_OBJETIVO_:
Extraia todas as linhas dos registros abaixo e reproduza-as sem nenhuma alteração. Omita as imagens na resposta.

_SEÇÃO DE DADOS_:
- - - - - - -

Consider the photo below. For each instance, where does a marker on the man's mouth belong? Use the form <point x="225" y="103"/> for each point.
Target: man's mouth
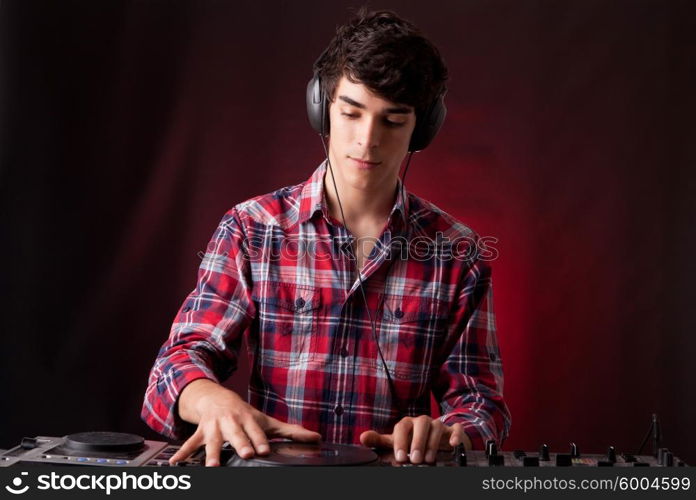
<point x="365" y="164"/>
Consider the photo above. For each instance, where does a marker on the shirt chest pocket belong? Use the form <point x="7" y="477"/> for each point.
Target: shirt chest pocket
<point x="287" y="323"/>
<point x="412" y="329"/>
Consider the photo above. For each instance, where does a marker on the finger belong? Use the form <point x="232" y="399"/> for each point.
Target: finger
<point x="437" y="428"/>
<point x="276" y="428"/>
<point x="257" y="436"/>
<point x="189" y="447"/>
<point x="235" y="434"/>
<point x="402" y="437"/>
<point x="456" y="436"/>
<point x="373" y="439"/>
<point x="212" y="450"/>
<point x="421" y="429"/>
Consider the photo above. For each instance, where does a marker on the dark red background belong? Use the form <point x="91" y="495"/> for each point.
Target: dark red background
<point x="128" y="129"/>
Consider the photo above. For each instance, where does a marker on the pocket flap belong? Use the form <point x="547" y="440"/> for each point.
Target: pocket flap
<point x="296" y="298"/>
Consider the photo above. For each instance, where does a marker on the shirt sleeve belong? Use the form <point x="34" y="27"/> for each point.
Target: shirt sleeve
<point x="469" y="384"/>
<point x="206" y="334"/>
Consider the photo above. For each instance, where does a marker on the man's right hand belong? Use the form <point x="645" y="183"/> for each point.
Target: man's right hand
<point x="222" y="416"/>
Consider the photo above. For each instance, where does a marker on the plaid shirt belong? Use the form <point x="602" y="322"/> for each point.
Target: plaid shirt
<point x="280" y="270"/>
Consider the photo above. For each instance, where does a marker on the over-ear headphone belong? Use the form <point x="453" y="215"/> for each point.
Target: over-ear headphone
<point x="428" y="123"/>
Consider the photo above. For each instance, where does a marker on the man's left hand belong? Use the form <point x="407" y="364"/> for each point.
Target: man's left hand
<point x="418" y="438"/>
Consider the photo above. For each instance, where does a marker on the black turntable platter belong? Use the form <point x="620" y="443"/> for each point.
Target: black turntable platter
<point x="284" y="454"/>
<point x="104" y="441"/>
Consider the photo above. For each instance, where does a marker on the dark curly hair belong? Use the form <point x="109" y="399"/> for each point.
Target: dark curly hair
<point x="388" y="55"/>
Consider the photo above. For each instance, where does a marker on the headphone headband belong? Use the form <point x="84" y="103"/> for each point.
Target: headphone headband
<point x="428" y="123"/>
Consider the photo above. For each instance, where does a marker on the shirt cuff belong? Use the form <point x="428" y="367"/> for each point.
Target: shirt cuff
<point x="179" y="428"/>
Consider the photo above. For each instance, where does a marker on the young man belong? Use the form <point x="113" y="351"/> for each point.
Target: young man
<point x="350" y="326"/>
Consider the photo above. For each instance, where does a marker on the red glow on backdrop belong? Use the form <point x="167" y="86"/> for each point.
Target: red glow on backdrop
<point x="567" y="139"/>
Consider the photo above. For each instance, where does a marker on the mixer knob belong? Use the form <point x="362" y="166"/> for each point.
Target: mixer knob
<point x="460" y="455"/>
<point x="491" y="448"/>
<point x="530" y="461"/>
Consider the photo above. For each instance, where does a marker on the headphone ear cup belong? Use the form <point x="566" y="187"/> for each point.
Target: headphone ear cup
<point x="428" y="124"/>
<point x="316" y="106"/>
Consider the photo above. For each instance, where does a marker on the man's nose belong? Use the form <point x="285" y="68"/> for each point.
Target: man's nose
<point x="369" y="133"/>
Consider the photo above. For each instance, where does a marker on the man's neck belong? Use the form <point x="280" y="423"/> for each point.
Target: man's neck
<point x="362" y="208"/>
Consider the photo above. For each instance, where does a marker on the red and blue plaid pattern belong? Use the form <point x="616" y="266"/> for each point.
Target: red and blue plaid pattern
<point x="280" y="270"/>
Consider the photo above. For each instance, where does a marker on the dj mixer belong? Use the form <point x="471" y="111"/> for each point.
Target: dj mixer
<point x="113" y="449"/>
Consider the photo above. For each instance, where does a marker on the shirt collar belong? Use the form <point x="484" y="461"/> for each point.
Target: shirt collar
<point x="312" y="200"/>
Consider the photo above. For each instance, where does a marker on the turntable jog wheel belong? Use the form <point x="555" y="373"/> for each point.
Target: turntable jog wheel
<point x="104" y="441"/>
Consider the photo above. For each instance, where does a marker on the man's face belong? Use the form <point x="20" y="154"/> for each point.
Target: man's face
<point x="369" y="137"/>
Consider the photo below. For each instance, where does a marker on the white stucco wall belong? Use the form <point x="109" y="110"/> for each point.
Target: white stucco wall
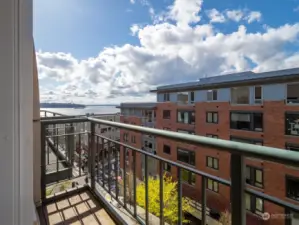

- - - - - - -

_RESULTADO_:
Consider the photo below. For each instance, where does a marker on the man's mouth belong? Use the form <point x="225" y="103"/> for each point.
Target: man's mouth
<point x="365" y="164"/>
Consider the photo above. For each instance, where does a marker on the shirt chest pocket belong? Use the form <point x="7" y="477"/> for each point.
Target: shirt chest pocket
<point x="287" y="323"/>
<point x="412" y="329"/>
Consider the photo above. For each instance, where does a marker on the finger belong? Use the form <point x="232" y="399"/> for each point.
Target: finger
<point x="437" y="428"/>
<point x="276" y="428"/>
<point x="257" y="436"/>
<point x="189" y="447"/>
<point x="235" y="434"/>
<point x="402" y="437"/>
<point x="456" y="436"/>
<point x="373" y="439"/>
<point x="212" y="450"/>
<point x="421" y="429"/>
Consider the photo above. For each instance, where does a marker on the dark red background belong? Use the form <point x="91" y="495"/> for each point.
Target: dark red background
<point x="128" y="129"/>
Consider the photo above. For each instance, where does a marker on the pocket flap belong? Use the form <point x="547" y="440"/> for each point.
Target: pocket flap
<point x="296" y="298"/>
Consider the photo above. For each instance, where does a marker on the shirt sleeve belong? Use the form <point x="34" y="27"/> for each point.
Target: shirt sleeve
<point x="469" y="384"/>
<point x="206" y="334"/>
Consider the photo above. For each instance, where does a marker on the man's right hand belong? Use the form <point x="645" y="183"/> for each point.
Target: man's right hand
<point x="222" y="416"/>
Consider the photo above. For each instance, where does a marker on the plaid shirt belong? Use the form <point x="602" y="322"/> for each point.
Target: plaid shirt
<point x="280" y="270"/>
Consider the photo above. For each instance, where does a marker on the over-ear headphone belong? Use the form <point x="453" y="215"/> for each point.
Target: over-ear headphone
<point x="428" y="123"/>
Consider the photo above. For each instance, where does a marker on the man's left hand belong? Use the form <point x="407" y="364"/> for each point.
Target: man's left hand
<point x="418" y="438"/>
Consider the photo above. For each instance, where does a marker on the black turntable platter belong? Use the form <point x="620" y="443"/> for each point.
Target: black turntable platter
<point x="284" y="454"/>
<point x="104" y="441"/>
Consider the photo above. For each instance, where does a marker on the dark curly hair belong? Use the form <point x="109" y="399"/> for each point.
Target: dark curly hair
<point x="388" y="55"/>
Consider the photo above. For each instance, where does a marker on the headphone headband belong? Use the form <point x="84" y="103"/> for each point.
Target: headphone headband
<point x="428" y="123"/>
Consider the photo above. For each instance, where does a marker on the shirt cuff belong? Use the form <point x="428" y="367"/> for each point.
Target: shirt cuff
<point x="179" y="428"/>
Consider the photo above. For each instance, where does a marker on the young man belong? Use the form <point x="113" y="351"/> for each point.
Target: young man
<point x="350" y="326"/>
Consider the photo above. For each instance, where does a marker on the red glow on backdrop belong? Use the form <point x="167" y="86"/> for each point.
Target: red glow on backdrop
<point x="567" y="139"/>
Consider the photo above. For each instance, where does a marker on the mixer knob belong? Use the form <point x="362" y="166"/> for each point.
Target: mixer knob
<point x="460" y="455"/>
<point x="491" y="448"/>
<point x="530" y="461"/>
Consider the photo above. For each instance, where does a marker on the headphone ear cup belong? Use the form <point x="566" y="187"/> for each point.
Target: headphone ear cup
<point x="428" y="124"/>
<point x="316" y="106"/>
Consider the photo above. For each instance, where does a marker on the man's nose belong? Use the form <point x="285" y="68"/> for each point.
Target: man's nose
<point x="369" y="133"/>
Consider the photo above. For each instance, where does a marker on the man's neck belong? Use the form <point x="280" y="423"/> for each point.
Target: man's neck
<point x="362" y="208"/>
Consider the photo above. For each instance, where does a marker on the red and blue plaid pattern belong? Use the form <point x="616" y="266"/> for each point.
Target: red and blue plaid pattern
<point x="280" y="270"/>
Consider the photo above. For each instance, where does a marker on the dj mixer belong? Use the form <point x="471" y="111"/> for each point.
Target: dj mixer
<point x="113" y="449"/>
Consider the photo above. For each instance, where does a marker on the shirt collar belong? Use the form <point x="484" y="461"/> for each point.
Target: shirt collar
<point x="312" y="200"/>
Consider the photo above. For each instance, where does a marker on the turntable jog wheel belong? Use the form <point x="555" y="373"/> for each point.
Target: turntable jog wheel
<point x="104" y="441"/>
Consider the photo above. For each instance, where does a marker on the man's face belong? Use the form <point x="20" y="154"/> for each point.
Target: man's face
<point x="369" y="137"/>
Consider the photo below. For each instance, where does a marker on the white stucco wall belong? Use the form <point x="109" y="110"/> for each point.
Target: white stucco wall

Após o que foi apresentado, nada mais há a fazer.